Task description: Make an exact copy of the records below. Include every line.

Dataset excerpts Block Start

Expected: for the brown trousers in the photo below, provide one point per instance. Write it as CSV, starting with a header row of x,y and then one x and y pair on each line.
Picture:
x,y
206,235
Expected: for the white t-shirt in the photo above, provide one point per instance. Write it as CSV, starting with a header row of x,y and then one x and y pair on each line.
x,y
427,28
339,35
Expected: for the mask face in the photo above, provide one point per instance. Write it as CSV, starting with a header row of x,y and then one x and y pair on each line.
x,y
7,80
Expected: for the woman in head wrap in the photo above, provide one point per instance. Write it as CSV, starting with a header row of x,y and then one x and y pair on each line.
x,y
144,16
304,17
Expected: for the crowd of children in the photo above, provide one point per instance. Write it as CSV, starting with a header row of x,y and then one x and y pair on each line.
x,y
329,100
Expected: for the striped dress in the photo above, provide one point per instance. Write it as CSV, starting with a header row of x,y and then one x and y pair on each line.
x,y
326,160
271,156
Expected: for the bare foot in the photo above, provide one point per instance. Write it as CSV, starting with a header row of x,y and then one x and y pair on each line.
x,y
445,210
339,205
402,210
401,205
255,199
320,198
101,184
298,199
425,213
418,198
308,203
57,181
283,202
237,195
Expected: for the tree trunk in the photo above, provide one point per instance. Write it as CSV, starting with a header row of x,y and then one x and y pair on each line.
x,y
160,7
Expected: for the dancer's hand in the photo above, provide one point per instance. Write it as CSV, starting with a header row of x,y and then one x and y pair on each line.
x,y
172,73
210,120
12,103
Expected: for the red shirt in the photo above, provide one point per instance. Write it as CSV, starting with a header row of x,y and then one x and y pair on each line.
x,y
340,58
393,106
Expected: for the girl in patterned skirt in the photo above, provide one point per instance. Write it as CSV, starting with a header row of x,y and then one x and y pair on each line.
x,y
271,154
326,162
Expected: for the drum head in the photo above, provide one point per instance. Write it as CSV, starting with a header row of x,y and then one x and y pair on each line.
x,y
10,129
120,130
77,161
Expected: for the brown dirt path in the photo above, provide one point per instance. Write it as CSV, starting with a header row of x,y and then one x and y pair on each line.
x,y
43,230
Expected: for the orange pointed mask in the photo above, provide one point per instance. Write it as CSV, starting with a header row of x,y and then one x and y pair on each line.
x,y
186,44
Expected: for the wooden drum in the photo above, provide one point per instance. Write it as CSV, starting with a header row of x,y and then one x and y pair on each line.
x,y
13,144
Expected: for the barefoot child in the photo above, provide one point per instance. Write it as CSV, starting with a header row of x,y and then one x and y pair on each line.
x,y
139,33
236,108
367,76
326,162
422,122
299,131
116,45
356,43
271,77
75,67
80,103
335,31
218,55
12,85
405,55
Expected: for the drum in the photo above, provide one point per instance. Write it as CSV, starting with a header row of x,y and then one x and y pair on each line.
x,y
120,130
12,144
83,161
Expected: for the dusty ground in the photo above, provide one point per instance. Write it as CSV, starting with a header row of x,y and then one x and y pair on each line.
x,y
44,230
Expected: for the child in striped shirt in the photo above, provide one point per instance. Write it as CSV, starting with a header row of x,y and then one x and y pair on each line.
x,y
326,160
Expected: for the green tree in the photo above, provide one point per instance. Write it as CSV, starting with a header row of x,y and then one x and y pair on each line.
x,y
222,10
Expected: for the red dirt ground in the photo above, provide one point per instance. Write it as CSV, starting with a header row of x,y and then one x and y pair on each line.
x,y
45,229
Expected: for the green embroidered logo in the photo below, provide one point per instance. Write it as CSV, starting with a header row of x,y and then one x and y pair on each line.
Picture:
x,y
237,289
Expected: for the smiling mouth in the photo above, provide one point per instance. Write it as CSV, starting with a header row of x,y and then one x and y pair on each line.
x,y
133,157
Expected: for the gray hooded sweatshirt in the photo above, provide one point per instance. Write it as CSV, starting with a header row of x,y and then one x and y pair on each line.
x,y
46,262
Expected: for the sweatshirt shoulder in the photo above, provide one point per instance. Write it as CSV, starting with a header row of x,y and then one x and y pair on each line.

Dataset excerpts Block End

Output for this exercise:
Expected: for the brown trousers in the photo below, provide one point per instance. Write it as CSV, starting with a header row of x,y and then one x and y pair on each line.
Picture:
x,y
206,235
Expected: for the white t-shirt in the photo above, provide one point per instance. Write it as CSV, starting with a header row of x,y and then one x and y pair on each line.
x,y
427,28
339,35
Expected: for the mask face in the photo above, provide one point per instance. Write it as CSV, starting with a header row of x,y and then one x and y pair on each line.
x,y
7,80
Expected: for the woman in head wrap in the photo above, provide one point per instance. Write it as CSV, starting with a header row of x,y and then one x and y pair on each line.
x,y
144,16
304,17
Expected: for the crowd of children in the photo above, provide one point per instance. Write it as CSV, starting with a header row of x,y and then one x and y pair on each line.
x,y
329,100
Expected: for the striped dress in the photo above, provide one point per instance. Write it as CSV, starting with a header row of x,y and then one x and y pair on each line.
x,y
326,160
271,156
Expected: for the bare foot in the photo above, provide one point per instance. Write it as CSV, starting with a header row of x,y and then one x and y pair on each line.
x,y
445,210
339,205
402,210
401,205
255,199
320,198
101,184
298,199
425,213
418,198
308,203
57,181
283,202
237,195
Expected: for the tree trunk in the photo above, provide one point per instance. Write it as CSV, starting with a header row of x,y and then one x and y pair on each line.
x,y
160,7
Expected: for the dancer's hand in the photo above, provide one point per instance. Write it as CSV, starting with a header row of x,y and then one x and y pair on each line.
x,y
172,73
210,120
12,103
Expected: for the red shirt in the photo above, provide one point per instance. Write it as CSV, starting with a header row of x,y and then one x and y pair on each line.
x,y
340,58
393,106
Expected: for the girl in patterned skirt in the photo above, provide one point per instance. Write it as CSV, starting with a header row of x,y and then one x and y pair on each line.
x,y
271,154
326,162
Expected: for the drum head in the photo above, provide one point per instance. Write it as CSV, starting with a header row of x,y and then one x and y pair on each line.
x,y
10,129
120,130
77,161
Expected: for the brown dirt path in the photo above, provide one point per instance. Write it as CSV, starting with a header row of x,y and then one x and y pair on each line.
x,y
43,230
Expected: for the orange pointed mask in the photo above, provide one point per instance. Write it as CSV, starting with a header row of x,y and then one x and y pair on each line.
x,y
186,44
Expected: for the wooden drum in the photo above, provide one point per instance. Write it as CSV, starting with a header row of x,y and then one x and y pair on each line.
x,y
13,144
Expected: for the barefoot child in the photo above, provide one point per instance. Write it as CSV, starting with a header row of x,y and then one x and y pair on each line.
x,y
139,33
236,108
367,76
326,162
422,122
299,131
116,45
356,43
271,77
75,67
80,103
335,31
218,55
12,85
405,55
Expected: for the drum in the photo above, provide one point per instance. Write it as CSV, starting with a header row of x,y and then one x and y pair on each line.
x,y
120,130
12,144
83,161
Expected: for the dusty ground in the photo above, provide one point per instance. Write it as CSV, starting with a header row of x,y and then one x and y pair on each line.
x,y
44,230
Expected: for the child in striped shirt in the photo above, provide one point per instance. Write it as CSV, starting with a header row of x,y and then one x and y pair on each line.
x,y
326,160
Expected: for the green tree in the photo above, provide one point per instance. Write it as CSV, starting with a header row of x,y and then one x and y pair on each line.
x,y
222,10
Expected: for the red dirt ground in the photo above, provide one point per instance. Write it as CSV, starting with a header row of x,y and then one x and y pair on each line.
x,y
45,229
Expected: for the green embroidered logo in the photo below, provide one point per instance. Write it as CSV, starting with a header row of x,y and then one x and y pair on each line.
Picture:
x,y
237,289
Expected: for the smiling mouth in the photo above, provide one point per instance. Write it as CSV, starting with a header row of x,y and then one x and y pair on each line.
x,y
133,157
Expected: for the gray hooded sweatshirt in the photo above, provide one point per instance. Write it as CSV, starting with a header row of x,y and then one x and y pair on each line.
x,y
46,262
Expected: for the sweatshirt shoulder in the photo above, provide one point per instance. Write it as CSV, starting with a header row of x,y and then one x and y pair on each line.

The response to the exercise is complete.